Given task A
List every file name that appears in the forum thread about converting files to an h5ad object.

··· Text passage ···

ChuanXu1 commented 9 months ago

@Tripfantasy, this model is available in CellTypist as "Mouse_Isocortex_Hippocampus.pkl".

For processing these files into a h5ad object, I am not sure of a standard way, but below is the code I usually used to do this:

import pandas as pd
import h5py
import scanpy as sc
from scipy.sparse import csr_matrix

f = h5py.File('expression_matrix.hdf5', 'r')

adata = sc.AnnData(csr_matrix(f['data']['counts'][()])).T
adata.var_names = [g.decode('utf-8') for g in f['data']['gene'][()]]
adata.obs_names = [c.decode('utf-8') for c in f['data']['samples'][()]]

coor = pd.read_csv('tsne.csv', index_col = 0)
assert coor.shape[0] == coor.index.intersection(adata.obs_names).size
assert coor.shape[0] == len(adata.obs_names)
adata.obsm['X_umap'] = coor.loc[adata.obs_names].values

meta = pd.read_csv('metadata.csv', index_col = 0)
assert meta.shape[0] == meta.index.intersection(adata.obs_names).size
assert meta.shape[0] < len(adata.obs_names)
adata = adata[meta.index].copy()
adata.obs = meta

adata.write('Yao_2021.h5ad')
Tripfantasy commented 9 months ago

Oh neat! Thank you for the clarification, this helps a lot.

··· Stored rows ···

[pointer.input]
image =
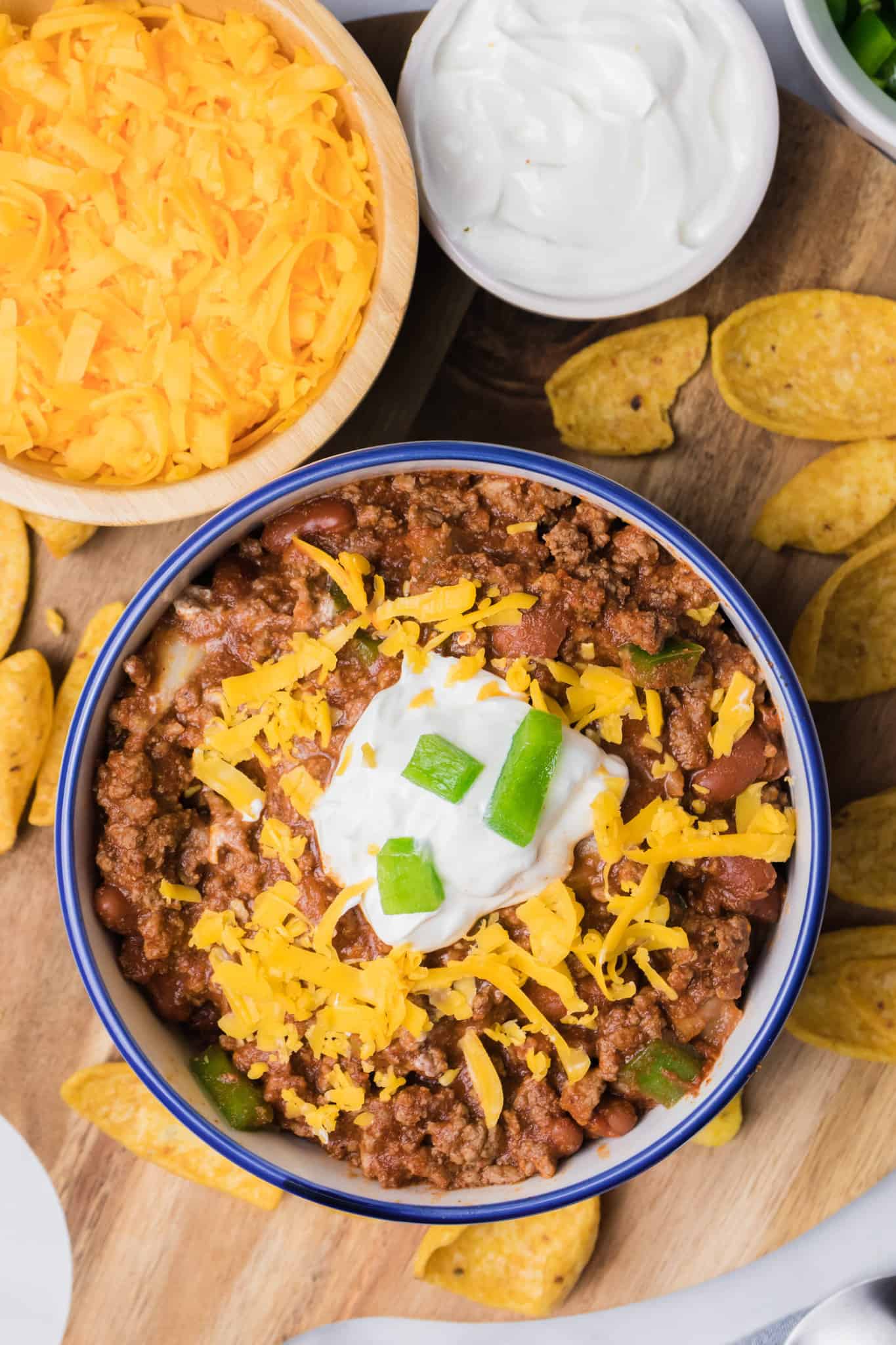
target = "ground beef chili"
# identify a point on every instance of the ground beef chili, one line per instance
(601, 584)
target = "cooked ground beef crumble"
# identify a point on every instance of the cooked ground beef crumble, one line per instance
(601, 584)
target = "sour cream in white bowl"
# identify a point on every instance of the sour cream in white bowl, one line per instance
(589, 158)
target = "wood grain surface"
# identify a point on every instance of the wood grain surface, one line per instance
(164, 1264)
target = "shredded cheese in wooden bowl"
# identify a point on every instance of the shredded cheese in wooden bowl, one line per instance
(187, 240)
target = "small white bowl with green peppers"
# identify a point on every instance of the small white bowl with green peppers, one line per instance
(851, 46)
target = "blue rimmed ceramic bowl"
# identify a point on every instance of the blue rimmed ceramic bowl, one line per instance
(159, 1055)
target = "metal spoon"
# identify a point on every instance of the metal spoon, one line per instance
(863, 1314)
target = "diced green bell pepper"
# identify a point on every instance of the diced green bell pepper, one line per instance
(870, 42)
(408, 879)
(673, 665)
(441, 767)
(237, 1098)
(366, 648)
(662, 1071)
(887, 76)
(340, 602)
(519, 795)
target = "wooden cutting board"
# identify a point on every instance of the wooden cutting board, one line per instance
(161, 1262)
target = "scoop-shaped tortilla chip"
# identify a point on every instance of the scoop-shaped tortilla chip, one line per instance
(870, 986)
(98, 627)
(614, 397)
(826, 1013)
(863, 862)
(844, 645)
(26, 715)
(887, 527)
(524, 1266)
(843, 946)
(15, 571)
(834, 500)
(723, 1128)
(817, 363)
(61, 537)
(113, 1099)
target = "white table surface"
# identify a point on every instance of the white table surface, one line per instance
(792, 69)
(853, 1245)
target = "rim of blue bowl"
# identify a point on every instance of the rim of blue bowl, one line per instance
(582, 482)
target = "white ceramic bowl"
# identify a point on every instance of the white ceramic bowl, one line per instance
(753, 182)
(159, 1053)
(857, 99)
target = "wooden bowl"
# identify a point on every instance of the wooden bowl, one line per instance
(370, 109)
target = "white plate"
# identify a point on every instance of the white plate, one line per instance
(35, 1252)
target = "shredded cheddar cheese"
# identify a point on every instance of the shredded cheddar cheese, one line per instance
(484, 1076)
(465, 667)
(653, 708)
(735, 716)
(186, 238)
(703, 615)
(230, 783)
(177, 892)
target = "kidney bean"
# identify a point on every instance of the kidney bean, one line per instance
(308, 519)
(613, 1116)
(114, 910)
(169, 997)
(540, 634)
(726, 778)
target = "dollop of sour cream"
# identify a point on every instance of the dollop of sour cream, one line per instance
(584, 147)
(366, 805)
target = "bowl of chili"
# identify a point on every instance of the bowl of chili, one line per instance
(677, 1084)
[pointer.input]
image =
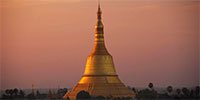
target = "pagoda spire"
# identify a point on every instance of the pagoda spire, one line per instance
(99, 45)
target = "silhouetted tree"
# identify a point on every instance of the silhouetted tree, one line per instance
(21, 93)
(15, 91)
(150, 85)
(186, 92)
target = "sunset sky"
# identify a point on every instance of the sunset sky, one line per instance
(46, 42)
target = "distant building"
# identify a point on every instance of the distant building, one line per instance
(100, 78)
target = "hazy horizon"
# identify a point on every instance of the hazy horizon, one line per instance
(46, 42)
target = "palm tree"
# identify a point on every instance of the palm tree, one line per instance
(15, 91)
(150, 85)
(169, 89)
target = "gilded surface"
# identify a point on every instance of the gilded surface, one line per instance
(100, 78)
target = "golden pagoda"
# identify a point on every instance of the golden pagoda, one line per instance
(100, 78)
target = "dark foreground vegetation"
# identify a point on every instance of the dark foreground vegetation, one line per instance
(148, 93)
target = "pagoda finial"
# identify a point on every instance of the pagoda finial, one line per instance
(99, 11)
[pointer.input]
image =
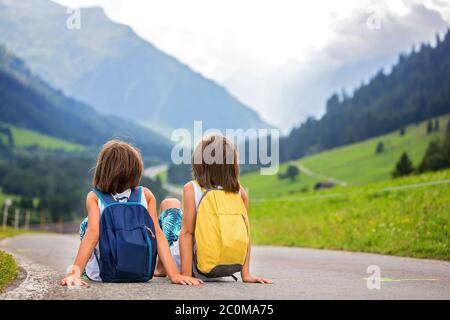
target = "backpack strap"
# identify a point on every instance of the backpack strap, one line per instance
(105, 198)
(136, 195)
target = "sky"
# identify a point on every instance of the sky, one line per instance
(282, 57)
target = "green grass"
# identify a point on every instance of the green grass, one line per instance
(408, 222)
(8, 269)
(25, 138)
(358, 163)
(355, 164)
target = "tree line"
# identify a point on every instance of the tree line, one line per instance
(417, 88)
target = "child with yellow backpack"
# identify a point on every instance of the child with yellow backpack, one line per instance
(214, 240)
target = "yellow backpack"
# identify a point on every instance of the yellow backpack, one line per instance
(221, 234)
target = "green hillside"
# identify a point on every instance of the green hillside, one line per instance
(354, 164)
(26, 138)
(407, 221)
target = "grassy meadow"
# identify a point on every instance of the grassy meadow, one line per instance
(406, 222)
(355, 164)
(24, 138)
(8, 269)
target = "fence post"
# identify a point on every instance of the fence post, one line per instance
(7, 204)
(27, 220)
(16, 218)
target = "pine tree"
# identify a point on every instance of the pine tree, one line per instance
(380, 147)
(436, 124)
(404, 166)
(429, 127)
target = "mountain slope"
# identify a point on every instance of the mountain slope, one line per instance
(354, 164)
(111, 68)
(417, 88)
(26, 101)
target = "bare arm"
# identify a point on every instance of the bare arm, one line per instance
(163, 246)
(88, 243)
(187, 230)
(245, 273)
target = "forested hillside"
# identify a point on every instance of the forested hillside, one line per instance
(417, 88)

···

Given task B
Reproduce the rows, requests included, starting at the first line of the rows and ending at the line containing "(159, 1055)". Multiply every point coordinate in the answers by 0.6, round to whole numbers with halves going up, and omit the pictures.

Right answer A
Mouse_Isocortex_Hippocampus.pkl
expression_matrix.hdf5
tsne.csv
metadata.csv
Yao_2021.h5ad

Right answer B
[pointer.input]
image =
target = "ground beef chili"
# identify a point on every instance of the ground beef chili, one line per instance
(361, 350)
target = "cooked ground beef crumble"
# identify a point on every instance of the cooked ground beef crumble, one line per instance
(361, 350)
target = "sour cream in white bowl"
# identify a point on every instance of the sour cream in white bowl, one line per instance
(353, 95)
target = "wood grain surface"
# identify a point on every instance of the wood grain surface, one line per instance
(98, 758)
target = "shredded cheese in wooden bowl"
# identify a point on every instance of the shredded cheese in wooden bowl, one line per instance
(112, 144)
target = "small white bowl with green peppers"
# identify a point on every instance of the small white bowl with green peppers, one line per instance
(511, 28)
target = "blue rimmed ceramic bowl"
# identify a point on every instance of the blue rimmed ceramic bowl, one line per instance
(95, 633)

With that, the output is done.